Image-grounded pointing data
•••

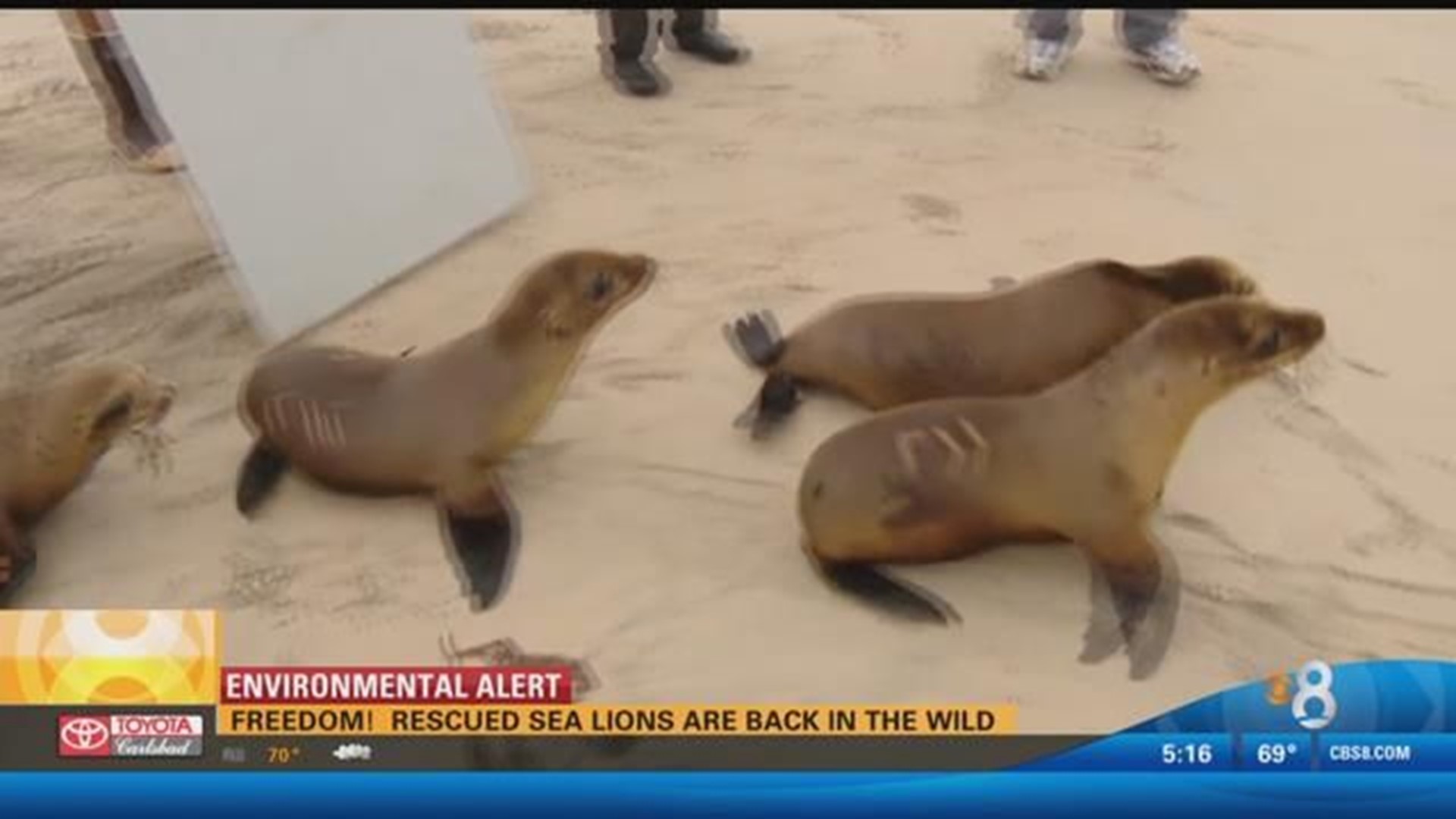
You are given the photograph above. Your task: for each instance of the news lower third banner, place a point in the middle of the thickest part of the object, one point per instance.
(617, 720)
(120, 689)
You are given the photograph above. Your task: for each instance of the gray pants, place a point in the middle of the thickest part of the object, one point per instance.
(1138, 28)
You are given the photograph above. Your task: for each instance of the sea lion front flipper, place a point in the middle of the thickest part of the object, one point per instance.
(1104, 634)
(479, 523)
(1145, 598)
(759, 341)
(1149, 645)
(17, 560)
(258, 477)
(897, 598)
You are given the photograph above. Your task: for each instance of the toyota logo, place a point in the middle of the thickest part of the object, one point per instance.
(85, 733)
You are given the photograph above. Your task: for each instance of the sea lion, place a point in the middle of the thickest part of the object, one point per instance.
(1082, 461)
(436, 422)
(892, 350)
(52, 438)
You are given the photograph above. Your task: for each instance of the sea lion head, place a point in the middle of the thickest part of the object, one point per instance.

•••

Work request
The range begins at the line containing "sea lion, place" and ends at the last line of the entries; reproduce it exactly.

Task output
You are given the photograph above. Your task: for each instance of the sea lion, place a point in the middle of the thickest part of the object, one point per instance.
(1082, 461)
(436, 422)
(892, 350)
(52, 438)
You are given the photograph above. Your task: for each instance of the sea lion head, place a point in the middle of the thickest part of the object, one point per instance.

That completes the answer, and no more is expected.